DIRECTIONS FOR THIS TASK:
Each entry that follows needs to be written out exactly, with nothing left out.

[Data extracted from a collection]
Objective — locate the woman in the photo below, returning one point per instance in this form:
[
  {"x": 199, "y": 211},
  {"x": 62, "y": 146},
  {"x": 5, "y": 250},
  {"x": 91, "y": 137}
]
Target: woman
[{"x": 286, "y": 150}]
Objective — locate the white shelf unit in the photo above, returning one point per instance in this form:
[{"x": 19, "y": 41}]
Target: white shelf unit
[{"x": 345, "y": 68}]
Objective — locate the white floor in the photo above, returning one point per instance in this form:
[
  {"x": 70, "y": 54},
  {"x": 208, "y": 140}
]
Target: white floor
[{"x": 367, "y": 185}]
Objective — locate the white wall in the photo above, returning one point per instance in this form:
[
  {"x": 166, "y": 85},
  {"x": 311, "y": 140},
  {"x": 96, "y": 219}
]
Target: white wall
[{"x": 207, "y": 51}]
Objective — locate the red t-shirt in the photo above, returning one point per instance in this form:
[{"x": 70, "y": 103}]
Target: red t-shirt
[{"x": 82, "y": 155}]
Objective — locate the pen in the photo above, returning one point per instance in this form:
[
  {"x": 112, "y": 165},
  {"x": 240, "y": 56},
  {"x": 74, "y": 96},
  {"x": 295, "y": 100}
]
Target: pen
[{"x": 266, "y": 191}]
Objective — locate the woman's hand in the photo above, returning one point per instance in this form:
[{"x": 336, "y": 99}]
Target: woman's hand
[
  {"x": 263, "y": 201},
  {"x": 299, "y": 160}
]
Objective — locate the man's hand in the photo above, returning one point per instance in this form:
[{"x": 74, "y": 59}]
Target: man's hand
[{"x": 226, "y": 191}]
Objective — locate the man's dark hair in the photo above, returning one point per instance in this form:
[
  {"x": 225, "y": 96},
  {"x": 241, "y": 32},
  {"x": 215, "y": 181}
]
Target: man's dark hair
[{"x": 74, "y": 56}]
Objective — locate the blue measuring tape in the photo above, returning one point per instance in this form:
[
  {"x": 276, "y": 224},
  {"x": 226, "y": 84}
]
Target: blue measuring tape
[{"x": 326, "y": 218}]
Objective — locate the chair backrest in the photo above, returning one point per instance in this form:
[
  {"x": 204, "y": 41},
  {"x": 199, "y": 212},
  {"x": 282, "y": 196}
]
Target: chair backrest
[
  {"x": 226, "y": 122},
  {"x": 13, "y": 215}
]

ANSWER TO THIS TASK:
Objective — locate the woman in the photo below, returning one point per instance in this form:
[
  {"x": 199, "y": 211},
  {"x": 62, "y": 146},
  {"x": 5, "y": 250},
  {"x": 91, "y": 137}
]
Target: woman
[{"x": 286, "y": 150}]
Objective — locate the white shelf unit in the photo above, returning one point per instance in this form:
[{"x": 19, "y": 41}]
Target: white shelf unit
[{"x": 345, "y": 68}]
Objective — locate the white floor in the photo above, returning one point per instance in this form:
[
  {"x": 70, "y": 54},
  {"x": 208, "y": 140}
]
Target: white floor
[{"x": 367, "y": 185}]
Objective — locate the white wall in the photo above, returning one point per instance in this form:
[
  {"x": 166, "y": 85},
  {"x": 311, "y": 140},
  {"x": 96, "y": 219}
]
Target: white wall
[{"x": 207, "y": 51}]
Objective — locate the red t-shirt in the photo above, returning one point per instance in this form:
[{"x": 70, "y": 103}]
Target: red t-shirt
[{"x": 82, "y": 155}]
Objective — locate the pen in the photo above, returning one point per instance in this form:
[
  {"x": 112, "y": 165},
  {"x": 240, "y": 56},
  {"x": 74, "y": 96},
  {"x": 295, "y": 100}
]
Target: pen
[{"x": 266, "y": 191}]
Objective — locate the woman's hand in the photo above, returning one point per instance in this form:
[{"x": 336, "y": 99}]
Target: woman's hand
[
  {"x": 263, "y": 201},
  {"x": 299, "y": 160}
]
Objective — locate the man's hand in the photo above, returning one point per instance in this form:
[{"x": 74, "y": 59}]
Target: man's hand
[{"x": 226, "y": 191}]
Objective — locate the man's dark hair in the photo above, returning one point per instance in this form:
[
  {"x": 225, "y": 96},
  {"x": 241, "y": 32},
  {"x": 215, "y": 181}
]
Target: man's dark hair
[{"x": 74, "y": 56}]
Objective — locate the blue measuring tape in the photo above, returning one point per instance in this form:
[
  {"x": 276, "y": 224},
  {"x": 226, "y": 84}
]
Target: blue measuring tape
[{"x": 326, "y": 218}]
Objective — locate the chair backrest in the photo above, returning one point per instance in this form:
[
  {"x": 204, "y": 41},
  {"x": 199, "y": 212},
  {"x": 282, "y": 196}
]
Target: chair backrest
[
  {"x": 226, "y": 122},
  {"x": 13, "y": 215}
]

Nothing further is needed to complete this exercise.